*Exercise description*. Identify every line in the items below that contains the word "clicks" and copy each such line.

*Available data*.
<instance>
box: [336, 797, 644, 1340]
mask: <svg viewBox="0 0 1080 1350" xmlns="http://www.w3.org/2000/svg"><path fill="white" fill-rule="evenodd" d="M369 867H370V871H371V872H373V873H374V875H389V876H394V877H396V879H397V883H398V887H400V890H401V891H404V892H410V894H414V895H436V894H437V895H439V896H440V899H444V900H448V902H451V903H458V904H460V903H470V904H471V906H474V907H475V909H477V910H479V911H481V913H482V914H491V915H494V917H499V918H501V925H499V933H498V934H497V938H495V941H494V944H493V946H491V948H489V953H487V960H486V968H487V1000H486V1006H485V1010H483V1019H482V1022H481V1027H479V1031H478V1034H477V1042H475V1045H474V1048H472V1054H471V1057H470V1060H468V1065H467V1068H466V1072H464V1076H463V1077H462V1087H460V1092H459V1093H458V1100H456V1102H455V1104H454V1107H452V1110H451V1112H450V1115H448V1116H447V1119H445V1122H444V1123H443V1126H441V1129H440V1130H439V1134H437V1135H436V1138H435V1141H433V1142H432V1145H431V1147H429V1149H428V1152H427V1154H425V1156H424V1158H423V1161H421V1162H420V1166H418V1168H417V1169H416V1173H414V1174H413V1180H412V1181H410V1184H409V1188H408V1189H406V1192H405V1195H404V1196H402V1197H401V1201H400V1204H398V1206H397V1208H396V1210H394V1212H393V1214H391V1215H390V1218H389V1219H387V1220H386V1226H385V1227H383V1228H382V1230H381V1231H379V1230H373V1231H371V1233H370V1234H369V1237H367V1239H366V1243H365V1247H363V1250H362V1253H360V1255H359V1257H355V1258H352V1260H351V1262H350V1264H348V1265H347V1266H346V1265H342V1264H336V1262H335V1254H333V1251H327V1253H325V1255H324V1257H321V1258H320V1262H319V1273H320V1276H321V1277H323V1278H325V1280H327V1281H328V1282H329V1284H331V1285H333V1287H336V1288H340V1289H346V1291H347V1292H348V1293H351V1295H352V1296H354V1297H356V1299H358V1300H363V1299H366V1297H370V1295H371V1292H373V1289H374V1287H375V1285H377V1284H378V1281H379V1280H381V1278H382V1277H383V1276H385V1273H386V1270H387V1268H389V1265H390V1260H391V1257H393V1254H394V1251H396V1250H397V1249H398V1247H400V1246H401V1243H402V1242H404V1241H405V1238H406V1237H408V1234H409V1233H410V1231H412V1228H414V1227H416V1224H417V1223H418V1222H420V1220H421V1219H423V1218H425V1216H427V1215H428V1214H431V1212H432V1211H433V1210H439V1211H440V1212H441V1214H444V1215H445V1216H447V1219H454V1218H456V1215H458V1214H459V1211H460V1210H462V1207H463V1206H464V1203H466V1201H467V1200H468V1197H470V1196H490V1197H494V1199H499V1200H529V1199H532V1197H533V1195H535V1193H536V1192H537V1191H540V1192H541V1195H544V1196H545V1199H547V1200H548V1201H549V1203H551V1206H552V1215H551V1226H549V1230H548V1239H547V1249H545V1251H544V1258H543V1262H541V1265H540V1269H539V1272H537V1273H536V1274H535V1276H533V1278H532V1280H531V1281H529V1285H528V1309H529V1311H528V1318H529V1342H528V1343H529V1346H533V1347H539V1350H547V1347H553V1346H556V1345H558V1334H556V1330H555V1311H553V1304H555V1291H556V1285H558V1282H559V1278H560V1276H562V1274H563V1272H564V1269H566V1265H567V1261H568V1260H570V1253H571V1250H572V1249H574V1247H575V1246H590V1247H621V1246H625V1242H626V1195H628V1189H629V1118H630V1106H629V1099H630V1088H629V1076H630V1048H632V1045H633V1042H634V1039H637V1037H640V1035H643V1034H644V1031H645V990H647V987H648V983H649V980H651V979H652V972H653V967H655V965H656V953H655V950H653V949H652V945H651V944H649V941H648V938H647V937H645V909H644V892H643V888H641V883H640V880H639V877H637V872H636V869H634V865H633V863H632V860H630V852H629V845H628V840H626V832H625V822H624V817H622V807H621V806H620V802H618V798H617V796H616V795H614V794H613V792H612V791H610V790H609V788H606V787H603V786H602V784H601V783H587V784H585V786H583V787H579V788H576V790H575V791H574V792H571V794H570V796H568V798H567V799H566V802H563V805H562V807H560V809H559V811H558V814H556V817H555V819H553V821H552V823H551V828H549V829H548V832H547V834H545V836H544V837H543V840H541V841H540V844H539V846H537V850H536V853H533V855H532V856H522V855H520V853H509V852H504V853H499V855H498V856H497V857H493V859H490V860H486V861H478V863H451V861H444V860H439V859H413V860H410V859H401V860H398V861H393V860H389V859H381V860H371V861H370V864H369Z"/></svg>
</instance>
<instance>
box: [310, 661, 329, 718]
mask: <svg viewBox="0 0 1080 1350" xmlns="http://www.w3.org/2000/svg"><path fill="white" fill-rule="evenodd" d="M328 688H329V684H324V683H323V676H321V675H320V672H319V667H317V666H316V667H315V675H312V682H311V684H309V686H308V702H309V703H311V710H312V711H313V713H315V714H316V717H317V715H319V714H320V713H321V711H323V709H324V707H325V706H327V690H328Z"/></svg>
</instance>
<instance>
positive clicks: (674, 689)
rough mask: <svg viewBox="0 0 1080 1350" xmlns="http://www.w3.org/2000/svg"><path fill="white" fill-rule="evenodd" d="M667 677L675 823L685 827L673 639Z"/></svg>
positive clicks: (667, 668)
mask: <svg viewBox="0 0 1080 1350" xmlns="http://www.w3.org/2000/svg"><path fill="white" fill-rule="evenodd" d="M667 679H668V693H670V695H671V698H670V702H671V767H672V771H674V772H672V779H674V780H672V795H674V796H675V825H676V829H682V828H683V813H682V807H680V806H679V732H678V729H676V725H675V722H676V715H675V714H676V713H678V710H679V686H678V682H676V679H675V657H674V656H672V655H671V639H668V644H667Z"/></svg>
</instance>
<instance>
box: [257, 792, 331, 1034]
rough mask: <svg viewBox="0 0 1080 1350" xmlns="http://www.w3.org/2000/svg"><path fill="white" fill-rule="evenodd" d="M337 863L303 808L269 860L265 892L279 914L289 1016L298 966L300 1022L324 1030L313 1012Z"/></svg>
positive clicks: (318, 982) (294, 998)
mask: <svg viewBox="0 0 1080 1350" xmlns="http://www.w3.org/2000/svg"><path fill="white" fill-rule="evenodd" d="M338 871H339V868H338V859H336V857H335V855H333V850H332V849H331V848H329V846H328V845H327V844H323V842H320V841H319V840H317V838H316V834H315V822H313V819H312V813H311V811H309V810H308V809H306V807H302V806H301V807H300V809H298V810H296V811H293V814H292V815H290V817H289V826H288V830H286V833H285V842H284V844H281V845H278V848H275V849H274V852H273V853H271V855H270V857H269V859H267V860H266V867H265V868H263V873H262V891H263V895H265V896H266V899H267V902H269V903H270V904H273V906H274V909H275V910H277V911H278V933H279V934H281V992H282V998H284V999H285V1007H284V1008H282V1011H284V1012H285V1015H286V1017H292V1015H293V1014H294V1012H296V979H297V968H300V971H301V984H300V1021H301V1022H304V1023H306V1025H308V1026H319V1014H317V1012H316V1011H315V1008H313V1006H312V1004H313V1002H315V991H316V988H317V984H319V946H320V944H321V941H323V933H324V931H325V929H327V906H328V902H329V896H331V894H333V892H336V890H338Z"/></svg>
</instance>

*Response box*.
positive clicks: (674, 689)
positive clicks: (667, 668)
positive clicks: (318, 982) (294, 998)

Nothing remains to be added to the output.